Among the records, which lines hold the word "mountain"? Pick them out.
BEGIN DATA PROVIDED
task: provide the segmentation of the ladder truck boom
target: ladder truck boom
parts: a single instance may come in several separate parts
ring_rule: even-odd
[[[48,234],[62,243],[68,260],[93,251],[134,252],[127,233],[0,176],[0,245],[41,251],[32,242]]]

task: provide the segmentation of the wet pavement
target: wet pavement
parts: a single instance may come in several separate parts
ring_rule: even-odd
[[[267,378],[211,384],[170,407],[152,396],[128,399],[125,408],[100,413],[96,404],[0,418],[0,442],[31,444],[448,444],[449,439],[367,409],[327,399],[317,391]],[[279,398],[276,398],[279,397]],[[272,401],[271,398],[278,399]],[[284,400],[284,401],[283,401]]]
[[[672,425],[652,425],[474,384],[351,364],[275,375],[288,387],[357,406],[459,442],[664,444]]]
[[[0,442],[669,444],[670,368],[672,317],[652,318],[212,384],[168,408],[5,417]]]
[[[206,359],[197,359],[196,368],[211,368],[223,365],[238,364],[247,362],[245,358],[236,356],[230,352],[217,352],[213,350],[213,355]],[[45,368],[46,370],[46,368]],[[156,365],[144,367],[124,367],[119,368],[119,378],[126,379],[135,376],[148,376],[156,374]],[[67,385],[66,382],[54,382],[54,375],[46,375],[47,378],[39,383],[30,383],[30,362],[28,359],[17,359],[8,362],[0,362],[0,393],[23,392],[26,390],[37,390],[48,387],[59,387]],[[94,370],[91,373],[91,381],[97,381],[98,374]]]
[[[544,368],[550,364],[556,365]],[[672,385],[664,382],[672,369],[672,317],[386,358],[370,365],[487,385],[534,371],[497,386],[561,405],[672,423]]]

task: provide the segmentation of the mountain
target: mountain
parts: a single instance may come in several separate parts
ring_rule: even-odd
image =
END DATA PROVIDED
● **TASK SOLUTION**
task: provide the segmentation of the mountain
target: mountain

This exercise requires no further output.